Исходный отрывок
◇ ◇ ◇ ◇ ◇ ◇ ◇

Наказание Улисса, как и остальных душ в дантовском Аду, определено им самим в то время, пока длилось для него общение с Создателем. В представлении Данте, мы, а не Бог ответственны за свои поступки и их последствия. Мир Данте отличается от мира Гомера, в котором капризные боги играют людскими судьбами – чтобы потешиться или преследуя некую личную цель. Бог, в представлении Данте, каждого из нас наделил различными дарованиями и возможностями, но также дал нам свободу воли, предполагающую выбор и ответственность за него. Даже свойство наказания, как полагает поэт, зависит непосредственно от нашего проступка. Улисс обречен незримо гореть внутри раздвоенного пламени, поскольку его грех – побуждение к обману – неявен и при этом совершен в речах, через язык, так что огненные языки не случайно стали для него источником вечной муки. В дантовском Аду любое наказание будет обусловленным.

Освенцим – ад совсем другого рода. Сразу по прибытии в лагерь, в разгар суровой зимы, мучаясь от жажды, Леви, запертый в пустом неотапливаемом бараке, видит висящую за окном сосульку. Он высовывает руку и отламывает этот кусочек льда, но тут сосульку вырывает охранник, отшвыривает ее и толкает Леви назад, на место. «Warum?» – спрашивает узник на своем скудном немецком: почему? «Hier ist kein warum», – отвечает охранник: здесь нет никаких «почему»[478]. В этом уничижительном ответе вся суть лагерного ада: в Освенциме, в отличие от мира Данте, «зачем» не спрашивают.

◇ ◇ ◇ ◇ ◇ ◇ ◇

Показанные записи

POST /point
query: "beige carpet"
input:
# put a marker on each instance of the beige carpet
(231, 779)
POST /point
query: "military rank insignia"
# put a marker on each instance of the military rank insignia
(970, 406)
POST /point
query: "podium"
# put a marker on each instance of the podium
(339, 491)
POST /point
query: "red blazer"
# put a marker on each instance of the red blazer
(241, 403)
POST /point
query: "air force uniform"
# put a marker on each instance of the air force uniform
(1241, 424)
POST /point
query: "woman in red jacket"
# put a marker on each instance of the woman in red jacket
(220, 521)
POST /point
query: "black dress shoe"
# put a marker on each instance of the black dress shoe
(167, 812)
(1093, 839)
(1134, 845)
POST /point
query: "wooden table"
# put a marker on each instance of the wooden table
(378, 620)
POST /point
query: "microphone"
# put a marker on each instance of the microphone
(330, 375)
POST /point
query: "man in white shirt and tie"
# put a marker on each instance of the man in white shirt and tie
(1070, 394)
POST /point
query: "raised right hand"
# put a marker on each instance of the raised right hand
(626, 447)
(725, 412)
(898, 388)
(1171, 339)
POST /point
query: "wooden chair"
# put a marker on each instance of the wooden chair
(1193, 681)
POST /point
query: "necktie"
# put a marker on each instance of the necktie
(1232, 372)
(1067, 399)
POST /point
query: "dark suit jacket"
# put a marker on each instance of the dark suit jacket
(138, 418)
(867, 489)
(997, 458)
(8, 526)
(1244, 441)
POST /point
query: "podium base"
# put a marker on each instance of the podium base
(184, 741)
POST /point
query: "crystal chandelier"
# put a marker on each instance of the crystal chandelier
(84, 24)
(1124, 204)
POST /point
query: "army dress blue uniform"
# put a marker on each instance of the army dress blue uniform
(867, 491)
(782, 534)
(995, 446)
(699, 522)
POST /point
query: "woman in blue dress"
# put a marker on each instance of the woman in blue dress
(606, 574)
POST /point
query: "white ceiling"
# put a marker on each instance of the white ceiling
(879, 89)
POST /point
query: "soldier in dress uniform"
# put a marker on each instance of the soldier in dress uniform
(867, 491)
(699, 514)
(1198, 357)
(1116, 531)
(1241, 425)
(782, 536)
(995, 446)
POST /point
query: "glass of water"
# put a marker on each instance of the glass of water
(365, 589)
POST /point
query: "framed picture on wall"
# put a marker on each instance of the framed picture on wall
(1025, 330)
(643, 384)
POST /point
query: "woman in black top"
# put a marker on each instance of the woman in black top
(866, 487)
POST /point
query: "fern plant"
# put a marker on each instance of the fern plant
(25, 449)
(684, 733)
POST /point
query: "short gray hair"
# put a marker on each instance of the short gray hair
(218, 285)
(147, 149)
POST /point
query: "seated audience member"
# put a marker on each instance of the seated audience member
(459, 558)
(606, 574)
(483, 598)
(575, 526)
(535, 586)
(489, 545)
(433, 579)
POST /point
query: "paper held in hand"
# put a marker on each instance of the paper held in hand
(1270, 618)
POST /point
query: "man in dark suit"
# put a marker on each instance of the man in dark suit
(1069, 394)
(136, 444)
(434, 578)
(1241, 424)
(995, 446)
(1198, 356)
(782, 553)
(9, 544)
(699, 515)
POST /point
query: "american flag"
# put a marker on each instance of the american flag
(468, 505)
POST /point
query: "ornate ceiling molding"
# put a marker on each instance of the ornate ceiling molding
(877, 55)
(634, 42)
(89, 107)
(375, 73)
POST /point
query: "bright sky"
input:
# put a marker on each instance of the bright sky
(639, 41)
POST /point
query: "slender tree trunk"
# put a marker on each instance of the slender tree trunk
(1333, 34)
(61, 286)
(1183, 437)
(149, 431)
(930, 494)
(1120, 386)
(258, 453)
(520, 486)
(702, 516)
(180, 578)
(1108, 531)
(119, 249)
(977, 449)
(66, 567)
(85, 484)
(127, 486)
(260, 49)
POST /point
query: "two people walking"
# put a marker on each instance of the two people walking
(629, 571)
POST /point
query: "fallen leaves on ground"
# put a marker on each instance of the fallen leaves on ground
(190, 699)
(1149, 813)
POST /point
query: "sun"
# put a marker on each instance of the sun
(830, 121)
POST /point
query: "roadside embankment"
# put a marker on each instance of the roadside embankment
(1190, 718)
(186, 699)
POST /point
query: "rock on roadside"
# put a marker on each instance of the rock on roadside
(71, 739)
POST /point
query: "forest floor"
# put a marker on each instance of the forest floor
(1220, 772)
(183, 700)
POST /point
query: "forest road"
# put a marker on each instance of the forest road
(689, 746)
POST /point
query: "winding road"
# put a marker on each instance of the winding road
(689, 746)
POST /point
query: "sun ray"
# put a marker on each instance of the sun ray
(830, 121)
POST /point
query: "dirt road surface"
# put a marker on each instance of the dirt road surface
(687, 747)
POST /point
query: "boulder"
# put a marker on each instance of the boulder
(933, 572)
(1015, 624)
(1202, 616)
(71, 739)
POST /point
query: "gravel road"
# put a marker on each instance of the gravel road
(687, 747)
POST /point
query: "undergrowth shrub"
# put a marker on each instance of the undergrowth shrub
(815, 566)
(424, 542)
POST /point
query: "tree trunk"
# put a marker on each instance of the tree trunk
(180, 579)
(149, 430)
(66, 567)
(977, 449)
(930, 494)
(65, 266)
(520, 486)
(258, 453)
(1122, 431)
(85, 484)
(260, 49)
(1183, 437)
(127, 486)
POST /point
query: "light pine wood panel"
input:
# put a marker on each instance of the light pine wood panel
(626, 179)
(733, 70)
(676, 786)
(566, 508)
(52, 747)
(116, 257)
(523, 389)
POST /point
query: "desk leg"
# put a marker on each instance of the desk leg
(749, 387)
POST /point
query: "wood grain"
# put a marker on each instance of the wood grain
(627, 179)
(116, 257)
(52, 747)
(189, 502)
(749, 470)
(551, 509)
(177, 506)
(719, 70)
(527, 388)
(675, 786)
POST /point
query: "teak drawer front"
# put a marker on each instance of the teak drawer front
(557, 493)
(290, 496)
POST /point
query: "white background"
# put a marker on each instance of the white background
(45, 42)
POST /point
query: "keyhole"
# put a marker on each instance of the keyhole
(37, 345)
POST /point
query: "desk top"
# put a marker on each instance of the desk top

◇ ◇ ◇ ◇ ◇ ◇ ◇

Задания
a - Что, согласно исходному отрывку, ответил охранник Леви на вопрос «Warum?»?
b - Найдите в записях все строки со словом «insignia» и выпишите их целиком.

Ответы
a - «Hier ist kein warum», то есть здесь нет никаких «почему».

b -
query: "military rank insignia"
# put a marker on each instance of the military rank insignia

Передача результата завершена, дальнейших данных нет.